# [QUELLE]
--------------------------------------------------

Foto: Torsten Hamacher

Interessante Alternative

Der Hyundai H350 im Praxistest

Hyundai will im wichtigen Segment leichter Nutzfahrzeuge bis 3,5 Tonnen mitspielen. Dafür haben die Koreaner mit dem H350 ein attraktives Paket geschnürt. Wir haben es ausgepackt und den neuen Spieler im umkämpften Markt Probe gefahren.

Auf einen Blick:

  • Das Cockpit des Hyundai H350 ist übersichtlich und bietet für ein Nutzfahrzeug eine gute Rundumsicht.
  • Die Rückspiegel sind großzügig bemessen. Durch die Zweiteilung bieten sie beim Rangieren eine gute Übersicht. Dabei hilft zudem die Rückfahrkamera.
  • In der langen Version des H350 finden problemlos 5 Europaletten Platz. Vier sind es beim Kastenwagen mit dem kurzen Radstand.
  • Auf der Zubehörliste von Hyundai steht unter anderem die Anhängerkupplung. Mit dieser Ausrüstung zieht das Nutzfahrzeug bis zu 3000 kg schwere Anhänger klaglos.

„Ist der neu?“ Ein Bauarbeiter kommt interessiert herüber, als ich mit dem H350 auf einer Großbaustelle im Hafen von Offenbach Station mache. Hier entstehen Luxuswohnungen unmittelbar am Main. Eine ideale Kulisse für Fotos – und eine überraschend gute Bühne für den nagelneuen 3,5-Tonner. Denn nach dem ersten kommt schnell ein zweiter und dritter Arbeiter hinzu und interessiert sich für den Neuen.

--------------------------------------------------

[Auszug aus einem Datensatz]
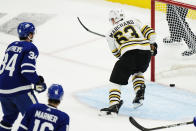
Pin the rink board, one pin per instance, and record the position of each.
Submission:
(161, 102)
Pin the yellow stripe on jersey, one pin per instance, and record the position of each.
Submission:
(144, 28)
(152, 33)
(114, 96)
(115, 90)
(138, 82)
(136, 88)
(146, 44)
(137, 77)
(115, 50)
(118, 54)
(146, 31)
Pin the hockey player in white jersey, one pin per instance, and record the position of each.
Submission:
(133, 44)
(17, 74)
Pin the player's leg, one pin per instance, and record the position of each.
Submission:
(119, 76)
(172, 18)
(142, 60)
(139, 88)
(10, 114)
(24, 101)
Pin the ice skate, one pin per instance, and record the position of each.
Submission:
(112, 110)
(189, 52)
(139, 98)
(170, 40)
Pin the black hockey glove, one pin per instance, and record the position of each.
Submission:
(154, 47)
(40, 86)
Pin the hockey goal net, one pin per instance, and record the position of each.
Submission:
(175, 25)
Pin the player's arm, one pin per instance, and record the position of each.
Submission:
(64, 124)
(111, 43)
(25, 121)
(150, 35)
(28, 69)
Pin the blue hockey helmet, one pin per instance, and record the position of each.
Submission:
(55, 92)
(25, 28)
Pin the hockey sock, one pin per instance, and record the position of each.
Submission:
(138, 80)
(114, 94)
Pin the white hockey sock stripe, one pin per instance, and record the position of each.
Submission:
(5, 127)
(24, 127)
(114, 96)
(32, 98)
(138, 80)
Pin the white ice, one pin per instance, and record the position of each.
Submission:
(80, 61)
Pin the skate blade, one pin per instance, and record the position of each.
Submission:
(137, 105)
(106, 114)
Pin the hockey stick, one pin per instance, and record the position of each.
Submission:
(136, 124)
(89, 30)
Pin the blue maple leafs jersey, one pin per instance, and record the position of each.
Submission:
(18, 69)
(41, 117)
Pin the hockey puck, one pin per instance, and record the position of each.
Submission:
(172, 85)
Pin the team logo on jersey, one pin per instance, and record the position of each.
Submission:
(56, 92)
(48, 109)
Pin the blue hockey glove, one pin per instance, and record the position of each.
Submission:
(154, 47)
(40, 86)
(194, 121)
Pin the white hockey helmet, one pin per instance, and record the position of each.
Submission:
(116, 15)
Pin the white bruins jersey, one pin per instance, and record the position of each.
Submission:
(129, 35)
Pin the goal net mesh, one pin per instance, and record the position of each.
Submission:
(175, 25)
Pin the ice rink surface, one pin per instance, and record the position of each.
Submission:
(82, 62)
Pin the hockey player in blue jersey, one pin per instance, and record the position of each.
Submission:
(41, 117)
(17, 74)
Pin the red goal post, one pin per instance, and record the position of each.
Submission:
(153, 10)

--------------------------------------------------

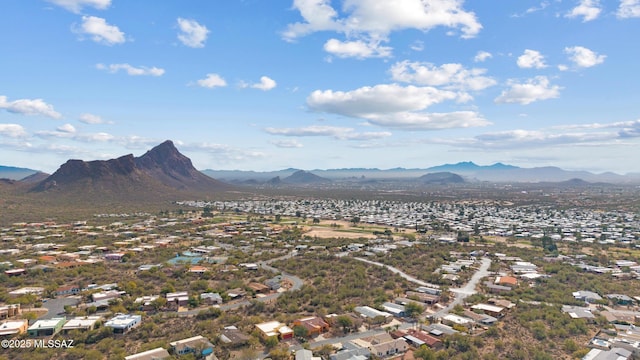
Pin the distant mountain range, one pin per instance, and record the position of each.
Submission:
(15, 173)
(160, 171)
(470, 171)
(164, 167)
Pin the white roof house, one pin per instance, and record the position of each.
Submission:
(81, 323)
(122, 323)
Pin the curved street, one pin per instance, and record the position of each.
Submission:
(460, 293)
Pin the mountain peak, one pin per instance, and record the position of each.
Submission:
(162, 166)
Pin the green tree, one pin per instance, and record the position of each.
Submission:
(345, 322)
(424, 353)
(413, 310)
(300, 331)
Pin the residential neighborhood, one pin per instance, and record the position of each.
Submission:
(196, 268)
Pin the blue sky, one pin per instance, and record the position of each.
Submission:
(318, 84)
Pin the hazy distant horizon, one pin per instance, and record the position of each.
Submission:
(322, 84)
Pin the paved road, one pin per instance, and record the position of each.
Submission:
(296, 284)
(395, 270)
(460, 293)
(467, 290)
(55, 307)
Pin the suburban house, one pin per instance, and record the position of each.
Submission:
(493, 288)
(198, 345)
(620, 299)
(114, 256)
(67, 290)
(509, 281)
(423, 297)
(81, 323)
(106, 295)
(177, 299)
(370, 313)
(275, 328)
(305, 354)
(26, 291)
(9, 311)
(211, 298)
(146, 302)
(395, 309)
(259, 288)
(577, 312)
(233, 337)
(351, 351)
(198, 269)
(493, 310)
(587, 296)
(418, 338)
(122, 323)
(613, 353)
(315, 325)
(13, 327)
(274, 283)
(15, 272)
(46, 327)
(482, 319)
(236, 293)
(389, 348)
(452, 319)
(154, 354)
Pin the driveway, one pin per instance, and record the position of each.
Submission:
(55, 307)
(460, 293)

--------------------------------------------------

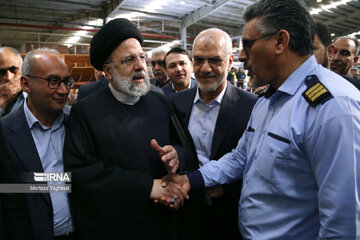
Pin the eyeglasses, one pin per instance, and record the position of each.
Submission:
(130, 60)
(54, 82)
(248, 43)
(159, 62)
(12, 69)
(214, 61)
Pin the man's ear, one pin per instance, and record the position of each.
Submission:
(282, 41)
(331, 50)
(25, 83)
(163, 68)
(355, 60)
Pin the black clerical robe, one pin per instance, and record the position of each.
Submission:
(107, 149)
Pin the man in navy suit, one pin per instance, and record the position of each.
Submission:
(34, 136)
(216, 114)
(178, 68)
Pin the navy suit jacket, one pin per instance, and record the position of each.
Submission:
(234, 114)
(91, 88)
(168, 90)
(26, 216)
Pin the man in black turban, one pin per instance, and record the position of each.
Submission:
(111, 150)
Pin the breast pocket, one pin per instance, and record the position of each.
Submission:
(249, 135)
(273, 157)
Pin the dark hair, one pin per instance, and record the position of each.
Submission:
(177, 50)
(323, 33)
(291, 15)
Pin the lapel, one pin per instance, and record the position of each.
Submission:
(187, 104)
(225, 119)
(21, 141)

--------------------------------------------------

# [AUFGABEN]
a - Wie viele Europaletten finden laut dem Testbericht zum Hyundai H350 in der langen Version Platz?
b - Kopiere bitte aus dem Testbericht zum Hyundai H350 den Abschnitt von „Hyundai will im“ bis einschließlich „schwere Anhänger klaglos.“.
c - Stimmen diese Aussagen mit dem Testbericht zum Hyundai H350 überein? Antworte jeweils mit Ja oder Nein und zitiere die entscheidenden Worte wörtlich.
(i) Die Anhängerkupplung gehört zur Serienausstattung.
(ii) Der Kastenwagen mit kurzem Radstand fasst vier Europaletten.
(iii) Die Großbaustelle mit dem Zwischenstopp liegt im Hafen von Hamburg.

# [LÖSUNGEN]
a - In der langen Version finden problemlos fünf Europaletten Platz.

b -
Hyundai will im wichtigen Segment leichter Nutzfahrzeuge bis 3,5 Tonnen mitspielen. Dafür haben die Koreaner mit dem H350 ein attraktives Paket geschnürt. Wir haben es ausgepackt und den neuen Spieler im umkämpften Markt Probe gefahren.

Auf einen Blick:

  • Das Cockpit des Hyundai H350 ist übersichtlich und bietet für ein Nutzfahrzeug eine gute Rundumsicht.
  • Die Rückspiegel sind großzügig bemessen. Durch die Zweiteilung bieten sie beim Rangieren eine gute Übersicht. Dabei hilft zudem die Rückfahrkamera.
  • In der langen Version des H350 finden problemlos 5 Europaletten Platz. Vier sind es beim Kastenwagen mit dem kurzen Radstand.
  • Auf der Zubehörliste von Hyundai steht unter anderem die Anhängerkupplung. Mit dieser Ausrüstung zieht das Nutzfahrzeug bis zu 3000 kg schwere Anhänger klaglos.

c -
(i) Nein: „Auf der Zubehörliste von Hyundai steht unter anderem die Anhängerkupplung.“
(ii) Ja: „Vier sind es beim Kastenwagen mit dem kurzen Radstand.“
(iii) Nein: „auf einer Großbaustelle im Hafen von Offenbach“